The “Tactical Nuclear Weapons Scare” of 2001

Nikolai Sokov
January 3, 2001

On January 3, 2001 the Washington Times reported that Russia was transferring tactical nuclear weapons to Kaliningrad Oblast, an isolated enclave of Russian territory between Poland and Lithuania[1]. The article, which cites US intelligence sources, was promptly denied by the Russian Ministry of Defense and the Baltic Fleet[2], and there is not clear evidence that such redeployment is actually taking place. Regardless of which party is correct, however, the issue raised by the story in the Washington Times needs to be considered seriously.

At risk is the informal regime on tactical nuclear weapons created by unilateral, parallel statements by George Bush and Mikhail Gorbachev in September-October 1991 and slightly expanded by Boris Yeltsin’s statement in January 1992. According to these statements, the United States and the Soviet Union/Russia conducted deep reductions of their arsenals of tactical nuclear weapons (TNW). All categories except one (air-based TNW) were either eliminated or transferred to central storage facilities; the only category that remained deployed, the air-based weapons, was also subject to deep reduction. Russia was supposed to complete activities pursuant to these initiatives by the end of 2000. According to the National Report on the Implementation of the Nuclear Nonproliferation Treaty by the Russian Federation distributed at the 2000 NPT Review Conference on 25 April 2000, implementation of these unilateral obligations was nearing completion.[3] The Russian government has not made an official announcement that implementation had been completed, but there is no information suggesting that it hasn’t.

In parallel, since the fall of 1996, a number of Russian officials have warned that NATO enlargement and, later, military action in Kosovo might necessitate the scrapping of the 1991 declarations and the redeployment of TNW in Kaliningrad Oblast or Belarus; the Navy has long been requesting permission to return nonstrategic nuclear weapons to surface ships and submarines (for example, the nuclear-powered submarine Kursk which sank last year in the Barents Sea, carried anti-ship missiles and torpedoes that could be equipped with nuclear warheads).

::::

# [Given request 1]
In the piece on the 2001 tactical nuclear weapons scare, by what date was Russia supposed to complete the activities pursuant to the 1991 initiatives?
# [Given request 2]
Carry the piece on the 2001 tactical nuclear weapons scare forward from its final sentence.

# [Supplied entries]
::::

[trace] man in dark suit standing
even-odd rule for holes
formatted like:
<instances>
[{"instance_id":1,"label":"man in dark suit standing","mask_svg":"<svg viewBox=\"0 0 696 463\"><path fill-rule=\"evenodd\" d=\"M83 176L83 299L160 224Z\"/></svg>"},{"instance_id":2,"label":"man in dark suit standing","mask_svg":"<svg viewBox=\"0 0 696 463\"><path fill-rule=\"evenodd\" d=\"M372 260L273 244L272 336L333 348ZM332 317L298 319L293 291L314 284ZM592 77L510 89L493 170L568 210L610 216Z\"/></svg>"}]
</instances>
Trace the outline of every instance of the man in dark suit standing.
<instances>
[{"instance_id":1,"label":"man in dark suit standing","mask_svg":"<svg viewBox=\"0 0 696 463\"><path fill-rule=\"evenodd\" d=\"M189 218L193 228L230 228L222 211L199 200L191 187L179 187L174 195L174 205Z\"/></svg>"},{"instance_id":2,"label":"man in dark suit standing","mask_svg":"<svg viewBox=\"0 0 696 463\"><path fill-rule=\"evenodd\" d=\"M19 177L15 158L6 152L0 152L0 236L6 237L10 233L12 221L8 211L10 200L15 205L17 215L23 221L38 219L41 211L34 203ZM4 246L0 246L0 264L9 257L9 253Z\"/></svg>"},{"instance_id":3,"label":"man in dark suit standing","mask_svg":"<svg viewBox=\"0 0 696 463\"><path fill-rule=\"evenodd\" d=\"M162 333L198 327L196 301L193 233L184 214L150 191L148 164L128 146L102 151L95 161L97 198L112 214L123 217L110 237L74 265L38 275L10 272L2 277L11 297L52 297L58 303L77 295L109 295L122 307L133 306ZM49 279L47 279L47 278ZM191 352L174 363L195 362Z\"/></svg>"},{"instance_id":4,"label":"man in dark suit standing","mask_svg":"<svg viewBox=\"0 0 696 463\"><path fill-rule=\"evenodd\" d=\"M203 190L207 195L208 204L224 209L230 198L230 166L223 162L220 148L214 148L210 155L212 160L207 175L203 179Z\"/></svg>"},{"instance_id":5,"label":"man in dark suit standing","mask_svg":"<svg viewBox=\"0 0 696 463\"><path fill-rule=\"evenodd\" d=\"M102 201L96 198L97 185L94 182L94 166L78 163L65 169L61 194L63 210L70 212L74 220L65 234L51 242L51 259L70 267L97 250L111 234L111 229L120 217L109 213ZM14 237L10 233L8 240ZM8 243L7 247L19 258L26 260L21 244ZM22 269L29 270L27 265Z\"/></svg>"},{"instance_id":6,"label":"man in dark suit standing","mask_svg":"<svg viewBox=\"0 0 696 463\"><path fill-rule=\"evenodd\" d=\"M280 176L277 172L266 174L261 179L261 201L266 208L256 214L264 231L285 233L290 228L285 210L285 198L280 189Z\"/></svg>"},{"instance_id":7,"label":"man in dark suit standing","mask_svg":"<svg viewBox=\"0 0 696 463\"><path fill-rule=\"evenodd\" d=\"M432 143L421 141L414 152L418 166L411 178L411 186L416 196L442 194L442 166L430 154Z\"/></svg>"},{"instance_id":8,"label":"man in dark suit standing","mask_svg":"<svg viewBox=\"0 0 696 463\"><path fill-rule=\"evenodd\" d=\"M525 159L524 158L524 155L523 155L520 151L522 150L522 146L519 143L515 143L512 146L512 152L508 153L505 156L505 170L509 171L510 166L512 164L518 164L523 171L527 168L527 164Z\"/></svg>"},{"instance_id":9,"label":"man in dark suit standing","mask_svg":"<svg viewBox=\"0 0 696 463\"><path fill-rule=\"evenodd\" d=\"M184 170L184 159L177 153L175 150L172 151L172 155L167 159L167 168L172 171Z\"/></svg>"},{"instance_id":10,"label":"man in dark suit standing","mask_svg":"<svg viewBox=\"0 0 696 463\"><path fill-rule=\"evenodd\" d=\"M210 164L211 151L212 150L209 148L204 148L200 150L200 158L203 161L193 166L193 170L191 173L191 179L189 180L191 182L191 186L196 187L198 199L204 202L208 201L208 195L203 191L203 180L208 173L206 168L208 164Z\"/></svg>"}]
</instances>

::::

# [Task output 1]
By the end of 2000.

# [Task output 2]
Greater reliance on nuclear weapons has become a staple feature of Russian defense strategy. This trend became particularly pronounced in 1999 when NATO bombing of Yugoslavia over Kosovo vividly demonstrated that Russia’s capability to resist a highly superior conventional force was limited. The conceptual response to this war was development of a “de-escalation” mission which foresaw the limited use of nuclear weapons with an intention to increase the cost of a conflict to the attacker and facilitate its early termination. The scenario was played out in a series of maneuvers, the largest of them in the summer of 1999 (“Zapad-99”) which simulated a NATO attack on Kaliningrad Oblast. According to the scenario, Russian conventional forces were unable to hold for more than three days, and to avoid defeat Russia selectively used nuclear weapons to demonstrate that it took the situation seriously and was not afraid of escalation.

Within de-escalation scenarios, it would certainly make sense to pre-deploy TNW in Kaliningrad Oblast, which is separated from the main territory of the country. It would also be rational to do that in secret to avoid possible interference by the Baltic states. Thus, the report in the Washington Times deserves attention regardless of whether it is accurate: transfer of tactical nuclear weapons is certainly not impossible.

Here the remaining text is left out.